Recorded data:

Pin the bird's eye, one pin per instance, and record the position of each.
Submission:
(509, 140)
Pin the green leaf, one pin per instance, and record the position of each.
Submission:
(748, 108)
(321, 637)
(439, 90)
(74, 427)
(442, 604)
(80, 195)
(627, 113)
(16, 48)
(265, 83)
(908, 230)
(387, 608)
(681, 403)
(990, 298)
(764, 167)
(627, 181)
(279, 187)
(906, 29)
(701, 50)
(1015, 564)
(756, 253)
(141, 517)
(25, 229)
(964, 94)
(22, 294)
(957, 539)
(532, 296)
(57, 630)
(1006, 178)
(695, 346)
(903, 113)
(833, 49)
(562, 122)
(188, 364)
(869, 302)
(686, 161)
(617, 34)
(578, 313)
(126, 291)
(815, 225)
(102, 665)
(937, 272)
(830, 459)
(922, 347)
==
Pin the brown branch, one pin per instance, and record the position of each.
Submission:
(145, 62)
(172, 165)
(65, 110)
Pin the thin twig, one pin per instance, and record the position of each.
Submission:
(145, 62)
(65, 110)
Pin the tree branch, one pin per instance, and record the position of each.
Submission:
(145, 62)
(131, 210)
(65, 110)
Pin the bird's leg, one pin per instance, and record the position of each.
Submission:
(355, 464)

Problem to work on: Return each line of the data above that contains the string "branch". Treat uppercase and lowercase letters as different.

Exercise answer:
Pin the brown branch, one pin per instance, and record the position of each.
Pin the tree branch, one pin per instance, and record the position of each.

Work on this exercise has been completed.